◆ GIVEN PASSAGE
# Help with joiner



## gleward (Jun 16, 2009)

Hello,

Im new here and Im fairly new to using a joiner. Most of you probably know where Im going.
I need help with using a joiner properly. I continue to joint one edge so my next step is the table saw and the edge Im joining is get more and more of a bow.
At first, I place most of my pressure above the blade until I get enaough surface sitting on the outfeed table. Then all pressure is on the outfeed table. It continues to generate a bow.
Could the table be set up wrong?
What am I doing wrong?
Glenn


----------



## woodnthings (Jan 24, 2009)

*Musta been a used joinTer with no instructions HEY?*

The basics are Flatten one side first, that's not what you've been doing, right?* Look down the board first*, to see if it's concave or convex. To flatten take off the convex ends by just running them over the cutter repeatedly until they start to disappear. You must flip the board end for end to accomplish this. When it starts to look relatively flat, now you are ready to start pressing down on the outfeed table with pressure while you are pushing it over the cutterhead. Once one side is flat you should joinT one edge. You may have to use the same "little at a time" process to remove bow or cup depending. Now you can SAFELY use the tablesaw to rip the opposite edge parallel to the jointed edge. The board must be flat on one one side before using the tablesaw or you will get a KICKBACK when it rocks and binds on the blade. Use your splitter on the tablesaw to keep the wood from pinching back on itself and the back of the blade, another source of KICKBACK. That should get you started.:yes: bill


----------



## gleward (Jun 16, 2009)

◆ EXCERPTED DATA

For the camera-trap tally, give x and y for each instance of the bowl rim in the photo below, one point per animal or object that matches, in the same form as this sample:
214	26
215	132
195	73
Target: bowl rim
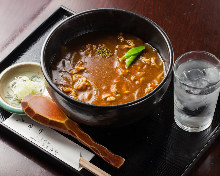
4	104
48	79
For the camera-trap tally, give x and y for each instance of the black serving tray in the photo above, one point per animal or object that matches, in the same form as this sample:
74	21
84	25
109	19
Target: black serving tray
153	146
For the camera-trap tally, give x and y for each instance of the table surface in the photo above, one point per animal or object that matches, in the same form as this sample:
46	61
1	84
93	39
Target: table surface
190	25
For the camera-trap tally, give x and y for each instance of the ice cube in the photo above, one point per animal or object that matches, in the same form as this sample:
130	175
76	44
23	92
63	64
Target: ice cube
211	75
195	79
194	74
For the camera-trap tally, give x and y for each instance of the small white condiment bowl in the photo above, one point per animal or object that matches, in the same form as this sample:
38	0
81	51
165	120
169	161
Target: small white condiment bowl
28	69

◆ REQUIRED TASKS
**a)** Answer each question from the thread on using a jointer, with one answer per line and the same markers.
(i) Where does gleward place most of the pressure at first?
(ii) According to woodnthings, what should be done once one side is flat?
(iii) What does woodnthings say to use on the tablesaw to keep the wood from pinching back on itself and the back of the blade?
**b)** Render this sentence from the thread on using a jointer into Spanish: "Use your splitter on the tablesaw to keep the wood from pinching back on itself and the back of the blade, another source of KICKBACK."
**c)** Carry on the thread on using a jointer from the point where it stops.

◆ ANSWERS TO THE EXERCISES
**a)**
(i) Above the blade, until enough surface is sitting on the outfeed table.
(ii) One edge should be jointed.
(iii) The splitter.

**b)** Usa tu cuchillo divisor en la sierra de mesa para evitar que la madera se cierre sobre sí misma y sobre la parte trasera de la hoja, otra causa de CONTRAGOLPE.

**c)**
Thanks Bill, 
As I said, the one side was convex. I put pressure on the outfeed table from the start. It seems as though eveytime i made a pass the more of a bow I generate. 
I am taking about 1/16 off at a time. I was not flipping board end to end and I started out with pressure. 
I basically have to start from scratch now as the board has a big belly in it. 
Glenn


----------



## woodnthings (Jan 24, 2009)

*Think about it this way,*

Think of the jointer as just a big hand plane, and don't expect it to solve a problem in one pass. Think about where you would have to remove wood to get the board flat, if you were planing it by hand. If it's concave, with a hollow in the middle, then it would be on the ends. If it's convex, like a saucer on the table, then the middle needs to go away. In your case you have to rest the far end of the board on the outfeed table and slowly lower the middle onto the cutter head as many times as is necessary to remove the belly, or convex area. Just be carfeul and watch were you hands and fingers are. You must also not try to joint a board that's too short, less than 24", starting out. Any thing shorter than that is asking for trouble.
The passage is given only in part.